## What to do
Copy each entry below exactly as it reads.

## Recorded information
┌──
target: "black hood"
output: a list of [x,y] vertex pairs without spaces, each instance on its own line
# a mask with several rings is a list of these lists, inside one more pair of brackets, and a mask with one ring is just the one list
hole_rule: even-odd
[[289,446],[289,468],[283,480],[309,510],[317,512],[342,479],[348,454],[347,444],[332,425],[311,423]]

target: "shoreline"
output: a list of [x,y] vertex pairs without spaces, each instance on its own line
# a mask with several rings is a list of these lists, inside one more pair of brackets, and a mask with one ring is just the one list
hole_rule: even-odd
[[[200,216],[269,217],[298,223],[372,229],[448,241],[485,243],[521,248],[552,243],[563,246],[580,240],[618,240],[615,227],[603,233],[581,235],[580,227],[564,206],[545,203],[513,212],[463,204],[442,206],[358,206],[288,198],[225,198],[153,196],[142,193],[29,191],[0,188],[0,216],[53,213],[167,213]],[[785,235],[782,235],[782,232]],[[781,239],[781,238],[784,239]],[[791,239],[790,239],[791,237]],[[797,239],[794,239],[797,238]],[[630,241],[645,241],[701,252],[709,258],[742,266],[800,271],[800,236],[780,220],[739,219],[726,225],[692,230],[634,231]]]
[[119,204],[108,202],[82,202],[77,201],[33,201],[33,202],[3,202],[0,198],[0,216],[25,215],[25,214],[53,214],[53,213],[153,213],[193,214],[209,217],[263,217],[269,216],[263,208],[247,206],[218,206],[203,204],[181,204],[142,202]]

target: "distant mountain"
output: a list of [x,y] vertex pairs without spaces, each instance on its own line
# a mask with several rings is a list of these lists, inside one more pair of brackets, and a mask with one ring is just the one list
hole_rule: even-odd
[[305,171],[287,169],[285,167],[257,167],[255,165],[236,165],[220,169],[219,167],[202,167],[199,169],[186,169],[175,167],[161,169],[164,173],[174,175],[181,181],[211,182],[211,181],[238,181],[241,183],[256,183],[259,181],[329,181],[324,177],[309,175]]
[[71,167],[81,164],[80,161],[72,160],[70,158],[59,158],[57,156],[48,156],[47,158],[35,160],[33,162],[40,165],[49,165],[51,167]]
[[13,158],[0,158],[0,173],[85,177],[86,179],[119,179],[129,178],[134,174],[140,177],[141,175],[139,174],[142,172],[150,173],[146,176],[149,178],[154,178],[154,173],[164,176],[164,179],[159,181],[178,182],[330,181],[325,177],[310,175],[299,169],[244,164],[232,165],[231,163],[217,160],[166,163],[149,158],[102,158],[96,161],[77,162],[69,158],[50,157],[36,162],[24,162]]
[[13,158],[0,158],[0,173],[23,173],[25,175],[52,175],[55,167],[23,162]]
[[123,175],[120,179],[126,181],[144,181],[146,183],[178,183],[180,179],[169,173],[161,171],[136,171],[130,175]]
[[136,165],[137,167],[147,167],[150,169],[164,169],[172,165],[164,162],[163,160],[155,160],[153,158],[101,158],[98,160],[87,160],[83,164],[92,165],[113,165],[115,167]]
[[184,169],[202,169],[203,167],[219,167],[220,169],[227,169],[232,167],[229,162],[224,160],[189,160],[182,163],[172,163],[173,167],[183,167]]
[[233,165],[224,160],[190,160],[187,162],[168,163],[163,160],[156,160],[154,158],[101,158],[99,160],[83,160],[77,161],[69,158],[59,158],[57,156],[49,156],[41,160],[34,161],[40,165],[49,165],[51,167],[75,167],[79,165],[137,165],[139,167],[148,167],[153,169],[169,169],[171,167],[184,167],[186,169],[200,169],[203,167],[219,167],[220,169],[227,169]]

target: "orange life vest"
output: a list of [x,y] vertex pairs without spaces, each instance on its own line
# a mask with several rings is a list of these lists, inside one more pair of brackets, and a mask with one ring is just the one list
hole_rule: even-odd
└──
## Result of the task
target: "black hood"
output: a list of [x,y] vertex pairs without spaces, each instance on its own line
# a mask with several rings is a list of these lists, inside one more pair of brackets, and a mask with one ring is just the one list
hole_rule: even-odd
[[289,446],[289,468],[283,480],[309,510],[317,512],[342,479],[348,454],[347,444],[332,425],[311,423]]

target: "shoreline"
output: a list of [x,y] vertex pairs without spaces, each instance on its own line
# a mask with several rings is a list of these lists, inside one more pair of brackets, and a mask with one ring is just the one list
hole_rule: even-odd
[[[200,216],[269,217],[298,223],[372,229],[448,241],[485,243],[521,248],[552,243],[563,246],[580,240],[618,240],[615,227],[603,233],[581,235],[580,227],[564,206],[545,203],[513,212],[463,204],[442,206],[358,206],[288,198],[225,198],[153,196],[142,193],[29,191],[0,188],[0,216],[53,213],[167,213]],[[785,235],[782,235],[782,232]],[[781,239],[781,238],[784,239]],[[791,239],[790,239],[791,237]],[[797,239],[794,239],[797,238]],[[630,241],[645,241],[701,252],[709,258],[742,266],[800,271],[800,236],[780,220],[739,219],[726,225],[692,230],[634,231]]]
[[119,204],[108,202],[82,202],[77,201],[33,201],[33,202],[3,202],[0,198],[0,216],[25,215],[25,214],[53,214],[53,213],[153,213],[193,214],[209,217],[263,217],[269,216],[263,208],[247,206],[218,206],[203,204],[181,204],[142,202]]

target: "distant mountain"
output: a list of [x,y] vertex pairs without spaces, each instance on its own line
# a mask with several rings is a list of these lists, inside one more pair of brackets, and a mask with one ring is just the one list
hole_rule: even-odd
[[305,171],[287,169],[285,167],[257,167],[255,165],[236,165],[220,169],[219,167],[202,167],[199,169],[186,169],[175,167],[161,169],[164,173],[174,175],[181,181],[211,182],[211,181],[238,181],[241,183],[256,183],[259,181],[329,181],[324,177],[309,175]]
[[71,167],[81,164],[80,161],[72,160],[70,158],[59,158],[57,156],[48,156],[47,158],[35,160],[33,162],[40,165],[49,165],[51,167]]
[[13,158],[0,158],[0,173],[85,177],[86,179],[119,179],[129,178],[134,174],[140,177],[141,175],[139,174],[142,172],[150,173],[146,176],[149,178],[154,178],[154,173],[164,176],[164,179],[159,181],[178,182],[330,181],[325,177],[310,175],[299,169],[244,164],[232,165],[231,163],[217,160],[166,163],[149,158],[102,158],[96,161],[77,162],[69,158],[50,157],[36,162],[24,162]]
[[13,158],[0,158],[0,173],[23,173],[25,175],[52,175],[55,167],[23,162]]
[[123,175],[120,179],[126,181],[144,181],[146,183],[178,183],[180,179],[169,173],[161,171],[136,171],[130,175]]
[[136,165],[137,167],[147,167],[150,169],[164,169],[172,165],[164,162],[163,160],[155,160],[153,158],[101,158],[98,160],[87,160],[83,164],[92,165],[113,165],[115,167]]
[[184,169],[202,169],[203,167],[219,167],[220,169],[227,169],[232,167],[229,162],[224,160],[189,160],[182,163],[172,163],[173,167],[183,167]]
[[233,165],[224,160],[190,160],[187,162],[168,163],[163,160],[156,160],[154,158],[101,158],[99,160],[83,160],[77,161],[69,158],[59,158],[57,156],[49,156],[41,160],[34,161],[40,165],[49,165],[51,167],[75,167],[79,165],[137,165],[139,167],[148,167],[153,169],[169,169],[171,167],[184,167],[186,169],[200,169],[203,167],[219,167],[220,169],[227,169]]

target: "orange life vest"
output: a list of [x,y] vertex pairs without spaces, each instance on its own line
# a mask with several rings is a list of these lists, inside one more pair of brackets, and a mask with one ring is just the one list
hole_rule: even-odd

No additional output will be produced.